What the task requires
A faithful transcript of all the lines below, with no pictures, is the goal here.

Materials provided START

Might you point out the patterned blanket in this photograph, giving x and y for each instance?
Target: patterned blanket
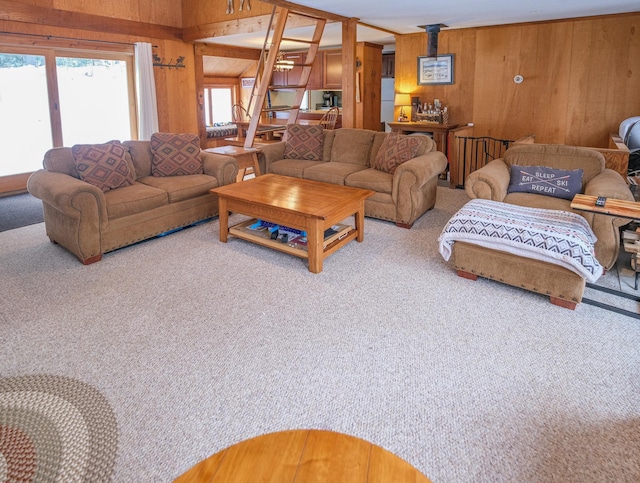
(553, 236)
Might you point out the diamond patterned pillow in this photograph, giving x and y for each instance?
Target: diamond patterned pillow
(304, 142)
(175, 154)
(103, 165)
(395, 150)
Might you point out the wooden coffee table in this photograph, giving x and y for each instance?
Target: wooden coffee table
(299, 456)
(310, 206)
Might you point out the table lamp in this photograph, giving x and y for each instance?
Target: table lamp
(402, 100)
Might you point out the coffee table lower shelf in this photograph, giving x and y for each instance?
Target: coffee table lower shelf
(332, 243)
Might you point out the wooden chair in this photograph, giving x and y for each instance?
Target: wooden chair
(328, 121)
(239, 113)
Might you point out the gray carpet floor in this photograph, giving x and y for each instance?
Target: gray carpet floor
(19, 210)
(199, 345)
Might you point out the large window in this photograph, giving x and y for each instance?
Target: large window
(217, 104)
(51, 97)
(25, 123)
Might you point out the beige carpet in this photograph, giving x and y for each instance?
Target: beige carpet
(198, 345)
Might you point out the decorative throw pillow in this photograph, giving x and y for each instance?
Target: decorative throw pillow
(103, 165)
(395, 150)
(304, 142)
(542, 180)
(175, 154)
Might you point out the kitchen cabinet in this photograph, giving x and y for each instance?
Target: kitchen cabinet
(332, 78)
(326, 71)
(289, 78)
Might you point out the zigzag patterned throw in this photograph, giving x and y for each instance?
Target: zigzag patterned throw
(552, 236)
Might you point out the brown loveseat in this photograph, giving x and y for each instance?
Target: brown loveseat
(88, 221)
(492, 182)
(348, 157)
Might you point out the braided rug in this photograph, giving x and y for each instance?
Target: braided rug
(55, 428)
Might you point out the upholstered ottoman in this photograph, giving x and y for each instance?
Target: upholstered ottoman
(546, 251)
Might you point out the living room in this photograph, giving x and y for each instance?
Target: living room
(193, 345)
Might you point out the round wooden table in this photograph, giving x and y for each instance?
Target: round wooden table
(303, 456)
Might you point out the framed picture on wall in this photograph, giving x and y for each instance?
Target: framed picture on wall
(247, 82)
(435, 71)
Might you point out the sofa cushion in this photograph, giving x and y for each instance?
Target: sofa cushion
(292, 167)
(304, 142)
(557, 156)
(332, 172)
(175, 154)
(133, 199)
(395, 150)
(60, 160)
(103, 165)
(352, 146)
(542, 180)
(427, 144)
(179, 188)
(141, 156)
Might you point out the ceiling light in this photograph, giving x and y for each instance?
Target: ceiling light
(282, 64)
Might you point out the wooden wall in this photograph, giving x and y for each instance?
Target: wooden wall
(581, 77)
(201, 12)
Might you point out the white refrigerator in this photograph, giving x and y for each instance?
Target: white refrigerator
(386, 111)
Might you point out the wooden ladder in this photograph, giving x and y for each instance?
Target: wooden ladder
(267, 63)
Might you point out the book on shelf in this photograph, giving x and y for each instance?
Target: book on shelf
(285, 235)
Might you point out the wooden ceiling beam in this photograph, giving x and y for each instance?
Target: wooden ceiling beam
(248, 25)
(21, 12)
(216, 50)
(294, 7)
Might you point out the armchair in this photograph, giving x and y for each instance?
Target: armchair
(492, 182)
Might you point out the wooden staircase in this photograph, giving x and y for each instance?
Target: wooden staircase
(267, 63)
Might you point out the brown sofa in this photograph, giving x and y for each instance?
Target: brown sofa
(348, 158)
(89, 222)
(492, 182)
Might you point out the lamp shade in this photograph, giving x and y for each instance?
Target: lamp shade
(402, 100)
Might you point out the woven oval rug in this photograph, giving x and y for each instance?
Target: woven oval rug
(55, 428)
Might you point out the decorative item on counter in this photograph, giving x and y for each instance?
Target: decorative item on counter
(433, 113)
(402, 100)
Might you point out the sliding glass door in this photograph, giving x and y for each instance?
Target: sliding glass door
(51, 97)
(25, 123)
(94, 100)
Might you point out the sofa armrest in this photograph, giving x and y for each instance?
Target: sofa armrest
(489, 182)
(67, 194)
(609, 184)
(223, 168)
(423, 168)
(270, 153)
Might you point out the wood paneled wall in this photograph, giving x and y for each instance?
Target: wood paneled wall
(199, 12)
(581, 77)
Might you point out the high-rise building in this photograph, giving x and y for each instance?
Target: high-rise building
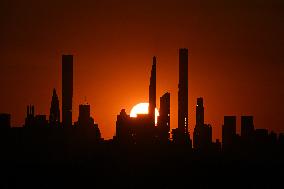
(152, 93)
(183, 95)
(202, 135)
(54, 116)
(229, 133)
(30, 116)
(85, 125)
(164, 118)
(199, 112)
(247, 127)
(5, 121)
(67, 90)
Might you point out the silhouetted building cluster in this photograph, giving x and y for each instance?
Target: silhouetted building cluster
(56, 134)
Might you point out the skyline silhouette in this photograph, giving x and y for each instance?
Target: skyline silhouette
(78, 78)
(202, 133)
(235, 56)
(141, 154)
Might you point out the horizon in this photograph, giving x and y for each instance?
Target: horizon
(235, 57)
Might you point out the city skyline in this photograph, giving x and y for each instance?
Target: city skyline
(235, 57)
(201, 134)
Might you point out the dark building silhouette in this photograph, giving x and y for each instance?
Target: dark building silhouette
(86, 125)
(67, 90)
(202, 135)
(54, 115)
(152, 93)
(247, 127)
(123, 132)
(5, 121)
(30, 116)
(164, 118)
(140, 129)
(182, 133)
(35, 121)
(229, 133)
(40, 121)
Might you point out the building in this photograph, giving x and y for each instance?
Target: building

Materials provided END

Exercise response
Might you point out the patterned blanket in this photograph, giving x and y for each instance?
Target: patterned blanket
(553, 236)
Might you point out the diamond patterned pillow in this photograph, giving x and y for each instance?
Target: diamond patterned pillow
(304, 142)
(175, 154)
(103, 165)
(395, 150)
Might you point out the wooden coffee table in this photograph, giving x and y for each instance?
Target: wooden coffee table
(299, 456)
(310, 206)
Might you point out the table lamp in this photograph, giving x and y for each instance?
Target: table lamp
(402, 100)
Might you point out the coffee table lower shelf in this photograph, giving x and y for each instance?
Target: coffee table lower shelf
(332, 243)
Might you point out the wooden chair in this photograph, giving x and y for each instance?
Target: wooden chair
(328, 121)
(239, 113)
Might you point out the gray carpet floor in this photograph, giving x and y for each instance?
Target: gray carpet floor
(19, 210)
(199, 345)
Might you point out the large window in this photograph, giving x and y for each instance?
Target: large window
(217, 104)
(51, 97)
(25, 123)
Might you point out the beige carpet in this photograph, giving x and y for each instance?
Target: beige carpet
(198, 345)
Might you point out the decorative throw pillow in this photograph, giving x and y for each instance?
Target: decorative throw pillow
(103, 165)
(395, 150)
(304, 142)
(542, 180)
(175, 154)
Might you point out the kitchen cabinet in this photograph, giving x and y for each instance?
Target: kitchen cabinet
(332, 78)
(326, 71)
(289, 78)
Might you point out the zigzag patterned throw in this photograph, giving x and y for each instance?
Target: zigzag patterned throw
(552, 236)
Might you point out the brown loveseat in this photograph, giving x and y for each instance?
Target: brown loveseat
(88, 221)
(492, 182)
(348, 157)
Might you point out the braided rug in this photograph, giving x and y for each instance?
Target: braided rug
(55, 428)
Might you point out the upholstered ottoman in this photograph, giving x and y for each instance?
Target: upholstered ottoman
(546, 251)
Might you point out the living room in this photograph, giving x and y for each instance?
Target: living room
(193, 345)
Might you point out the round wooden table in this photograph, giving x and y for each instance?
Target: round wooden table
(303, 456)
Might you point out the framed picture on wall in this photograph, giving x and y for each instance?
Target: framed picture on wall
(247, 82)
(435, 71)
Might you point out the sofa cushion in this photograph, giving x and y for each instance?
Target: sofa cushion
(292, 167)
(304, 142)
(557, 156)
(332, 172)
(175, 154)
(133, 199)
(395, 150)
(60, 160)
(103, 165)
(352, 146)
(542, 180)
(427, 144)
(179, 188)
(141, 156)
Might you point out the ceiling light in this photograph, giving x and y for each instance?
Target: ceiling light
(282, 64)
Might you point out the wooden wall in this photograph, giving x and y for each instance?
Target: wooden wall
(581, 77)
(201, 12)
Might you point out the white refrigerator in this photograph, giving x and y for each instance?
Target: white refrigerator
(386, 111)
Might you point out the wooden ladder in this photograph, giving x and y for each instance?
Target: wooden ladder
(267, 63)
Might you point out the book on shelf in this photograph, giving x and y for each instance?
Target: book on shelf
(285, 235)
Might you point out the wooden ceiling beam in this photograph, giving x and y for each instance?
Target: wooden ceiling beam
(248, 25)
(21, 12)
(216, 50)
(294, 7)
Might you point out the armchair in this photograph, giving x and y for each instance?
Target: armchair
(492, 182)
Might you point out the wooden staircase in this photograph, giving x and y for each instance?
Target: wooden staircase
(267, 63)
Might you point out the brown sofa in this photograph, giving x and y for each instance?
Target: brown sofa
(348, 158)
(89, 222)
(492, 182)
Might you point out the lamp shade in this photograph, giving x and y for each instance?
Target: lamp shade
(402, 100)
Might you point out the woven oval rug in this photograph, giving x and y for each instance?
Target: woven oval rug
(55, 428)
Might you point out the decorative item on counter in this photograph, giving x and y for each instance?
Target: decorative item on counter
(433, 113)
(402, 100)
Might you point out the sliding glass door in this photograph, giving x and y for each instance?
Target: sliding glass door
(51, 97)
(25, 123)
(94, 100)
Might you point out the sofa armrest in this photograph, giving x and y for each instance?
Target: sofa armrest
(489, 182)
(67, 194)
(609, 184)
(223, 168)
(423, 168)
(270, 153)
Might you point out the wood paneled wall in this photograph, giving x and y for each instance?
Target: wood paneled wall
(199, 12)
(581, 77)
Might you point out the high-rise building in this photograph, giving x and y for each instance?
Target: high-rise building
(152, 93)
(183, 95)
(202, 135)
(54, 116)
(229, 133)
(30, 116)
(85, 125)
(164, 118)
(199, 112)
(247, 127)
(5, 121)
(67, 90)
Might you point out the silhouetted building cluster in this photograph, giving x and y for each instance?
Target: silhouetted building cluster
(56, 134)
Might you point out the skyline silhouette in this photograph, giving x and y for each instance?
Target: skyline silhouette
(78, 78)
(202, 133)
(235, 56)
(141, 154)
Might you point out the horizon in this photograph, giving x and y for each instance?
Target: horizon
(235, 57)
Might you point out the city skyline in this photograph, giving x and y for each instance?
Target: city skyline
(235, 57)
(201, 134)
Might you point out the dark building silhouette in this photograph, giving x and y for each instance?
Target: dark building silhouette
(86, 125)
(67, 90)
(202, 135)
(54, 115)
(152, 93)
(247, 127)
(123, 132)
(5, 121)
(30, 116)
(164, 118)
(140, 129)
(182, 133)
(35, 121)
(229, 133)
(40, 121)
Might you point out the building in this photograph, giving x and y for each instance?
Target: building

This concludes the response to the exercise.